**Available data**

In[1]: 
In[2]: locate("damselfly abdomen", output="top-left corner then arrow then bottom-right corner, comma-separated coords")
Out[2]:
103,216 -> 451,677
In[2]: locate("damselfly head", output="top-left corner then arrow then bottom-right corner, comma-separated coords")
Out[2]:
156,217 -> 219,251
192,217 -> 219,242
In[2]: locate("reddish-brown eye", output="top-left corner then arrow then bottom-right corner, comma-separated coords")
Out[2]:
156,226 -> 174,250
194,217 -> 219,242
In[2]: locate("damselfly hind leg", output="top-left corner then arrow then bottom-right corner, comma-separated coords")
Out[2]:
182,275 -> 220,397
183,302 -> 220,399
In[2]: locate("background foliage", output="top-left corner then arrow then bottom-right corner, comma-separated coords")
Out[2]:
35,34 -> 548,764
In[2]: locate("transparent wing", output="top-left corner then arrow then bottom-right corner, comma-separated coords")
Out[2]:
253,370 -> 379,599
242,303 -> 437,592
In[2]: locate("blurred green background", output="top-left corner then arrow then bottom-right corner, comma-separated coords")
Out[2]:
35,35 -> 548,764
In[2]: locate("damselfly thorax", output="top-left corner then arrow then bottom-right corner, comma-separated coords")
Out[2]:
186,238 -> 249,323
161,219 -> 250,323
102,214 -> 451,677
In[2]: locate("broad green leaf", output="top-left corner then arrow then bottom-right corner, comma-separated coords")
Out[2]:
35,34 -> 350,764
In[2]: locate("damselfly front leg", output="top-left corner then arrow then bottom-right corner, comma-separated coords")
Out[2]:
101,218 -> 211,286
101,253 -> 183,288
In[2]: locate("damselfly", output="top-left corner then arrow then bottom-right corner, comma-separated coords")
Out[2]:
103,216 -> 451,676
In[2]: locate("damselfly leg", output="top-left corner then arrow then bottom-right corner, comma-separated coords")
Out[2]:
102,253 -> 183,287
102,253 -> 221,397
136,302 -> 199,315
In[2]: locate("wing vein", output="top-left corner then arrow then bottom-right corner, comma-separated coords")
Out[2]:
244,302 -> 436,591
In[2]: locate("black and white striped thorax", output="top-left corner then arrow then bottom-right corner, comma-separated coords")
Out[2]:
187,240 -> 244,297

**Work to be completed**
When you answer, repeat every record exactly, omitting nothing.

**Solution to the exercise**
In[1]: 
In[2]: locate("damselfly abdomen", output="top-left corner then arrow then bottom-right corner, comma-separated coords")
Out[2]:
103,216 -> 451,677
In[2]: locate("damselfly head", output="top-left corner then arrow then bottom-right corner, comma-separated coords")
Out[2]:
156,217 -> 219,251
192,217 -> 219,242
In[2]: locate("reddish-brown eye", output="top-left corner then arrow then bottom-right corner, comma-separated coords")
Out[2]:
156,226 -> 174,250
194,217 -> 219,242
In[2]: locate("damselfly hind leg", output="top-left corner then arrow then bottom-right corner, comma-separated coords")
Out[2]:
182,275 -> 220,397
183,302 -> 220,399
In[2]: locate("background foliage", output="top-left corner then arrow then bottom-right corner, comma-separated coords")
Out[2]:
35,34 -> 548,764
In[2]: locate("transparent wing", output="top-left corner then arrow then bottom-right corner, comma-separated coords")
Out[2]:
253,370 -> 379,599
242,303 -> 437,592
In[2]: locate("blurred green background", output="top-left corner then arrow then bottom-right corner, comma-separated coords")
Out[2]:
35,35 -> 548,764
In[2]: locate("damselfly thorax", output="top-left corner then arrow then bottom-right corner, comma-separated coords")
Out[2]:
186,238 -> 249,323
161,219 -> 250,323
102,214 -> 451,677
In[2]: locate("broad green leaf", output="top-left corner then arrow then bottom-right corner, comma-separated coords")
Out[2]:
35,34 -> 350,764
In[2]: locate("damselfly front leg", output="top-left corner then arrow then bottom-right corner, comma-separated coords")
Out[2]:
101,218 -> 211,286
101,253 -> 183,288
In[2]: locate("damselfly", output="top-left corner then arrow then bottom-right corner, comma-separated coords")
Out[2]:
103,216 -> 451,676
In[2]: locate("damselfly leg", output="top-left corner then arrow then bottom-right corner, comma-separated coords")
Out[2]:
102,253 -> 183,287
102,253 -> 221,397
136,302 -> 199,315
In[2]: locate("wing vein", output="top-left corner then arrow then bottom-right corner, comma-separated coords")
Out[2]:
244,302 -> 436,591
In[2]: locate("black and white striped thorax", output="top-left corner then arrow then bottom-right corner, comma-separated coords")
Out[2]:
187,240 -> 244,297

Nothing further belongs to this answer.